Set problem A
In the forum thread on integration, what antiderivative does the first reply give, without using substitution?
Set problem B
Pick up the forum thread on integration after its final sentence and carry the explanation further.

Extracted text
★ ★ ★ ★ ★ ★ ★

Please see attached PDF.

Its actually a letter to my lecturer but well... he probably wont see it for a few days.

Cheers!
i dont see the reason to square them. The answer is simply 14ln(4+t)+C.
And you dont really need to use substitution to find this. because the numerator is the derivative of the denominator if you take 14 out of the integral, because is a constant, you can say directly that the result is 14ln(4+t)+C
why do you want to complicate things?
 

Mark44

Joined Nov 26, 2007
628
Greg,
For the sake of simplicity in using LATeX, let me simplify the second integral you have, so that the rational function is 1/(t\(^{2}\) + 1).

The problem is that the integral you have with \(\sqrt{t}^{2}\) + 1\(^{2}\) in the denominator isn't equal to tan\(^{-1}\)(\(\sqrt{t}\)). (Yes, I know your integral is slightly different.)

To verify this statement, take the derivative of the inverse tangent expression. If you do, you'll find that the derivative has a (t + 1) factor in the denominator, but there is also a factor of 2\(\sqrt{t}\). Since you didn't get back to your integrand when you differentiated the antiderivative, then what you thought was the antiderivative actually wasn't.

The reason is this:
When you replaced t + 1 with \(\sqrt{t}^{2}\) + 1, you have changed the variable of integration, but you didn't change the differential part: you still have dt. If you had instead, d(\(\sqrt{t}\)), it would have worked.

★ ★ ★ ★ ★ ★ ★

Dataset content
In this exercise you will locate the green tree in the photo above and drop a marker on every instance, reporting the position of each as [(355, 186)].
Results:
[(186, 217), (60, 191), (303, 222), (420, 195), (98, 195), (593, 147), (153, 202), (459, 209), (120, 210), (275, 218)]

★ ★ ★ ★ ★ ★ ★

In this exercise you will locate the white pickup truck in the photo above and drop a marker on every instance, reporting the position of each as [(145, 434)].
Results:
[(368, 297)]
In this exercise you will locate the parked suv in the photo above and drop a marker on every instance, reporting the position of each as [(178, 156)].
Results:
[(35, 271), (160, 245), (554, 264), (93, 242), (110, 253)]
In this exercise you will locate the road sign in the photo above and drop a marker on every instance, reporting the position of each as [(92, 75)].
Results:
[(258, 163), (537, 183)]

★ ★ ★ ★ ★ ★ ★

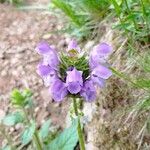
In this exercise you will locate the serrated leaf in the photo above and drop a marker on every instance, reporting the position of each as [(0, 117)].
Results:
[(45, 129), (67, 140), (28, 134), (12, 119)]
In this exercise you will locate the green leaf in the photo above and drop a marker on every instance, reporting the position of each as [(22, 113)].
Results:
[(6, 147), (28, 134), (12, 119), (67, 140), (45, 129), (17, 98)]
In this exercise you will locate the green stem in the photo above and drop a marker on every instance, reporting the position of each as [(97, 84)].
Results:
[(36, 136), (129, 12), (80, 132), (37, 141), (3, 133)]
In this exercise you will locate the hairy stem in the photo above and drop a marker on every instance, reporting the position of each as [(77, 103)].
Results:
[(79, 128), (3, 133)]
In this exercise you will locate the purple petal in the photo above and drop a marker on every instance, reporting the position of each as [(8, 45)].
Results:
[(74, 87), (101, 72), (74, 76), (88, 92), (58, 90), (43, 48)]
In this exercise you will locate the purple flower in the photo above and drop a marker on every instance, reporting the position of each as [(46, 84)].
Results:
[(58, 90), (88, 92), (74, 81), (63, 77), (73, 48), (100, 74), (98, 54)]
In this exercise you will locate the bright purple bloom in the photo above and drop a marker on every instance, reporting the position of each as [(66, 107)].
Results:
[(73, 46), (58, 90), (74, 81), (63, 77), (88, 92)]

★ ★ ★ ★ ★ ★ ★

Output A
14ln(4+t)+C

Output B
The bottom line here is that when you use integration formulas, you have to make sure that the integrand your are working on matches exactly the one in your formula, including the differential part.

BTW, in your PDF, you're addressing the instructor as both Brendan and Brenda...
Mark
 

Thread Starter

mentaaal

Joined Oct 17, 2005
451
Mik, the reason why i am asking is not to complicate matters, it is by asking questions like these that i obtain a better understanding of what is going on. If i merely accept which rules to use in certain circumstances and not not question the reason then I would find it harder to apply them.

And thanks mark for the excellent response. I find calculus is branch of maths in which it is very easy to make a blunder!

Ha ha I am sure my lecturer will appreciate my calling his gender into question.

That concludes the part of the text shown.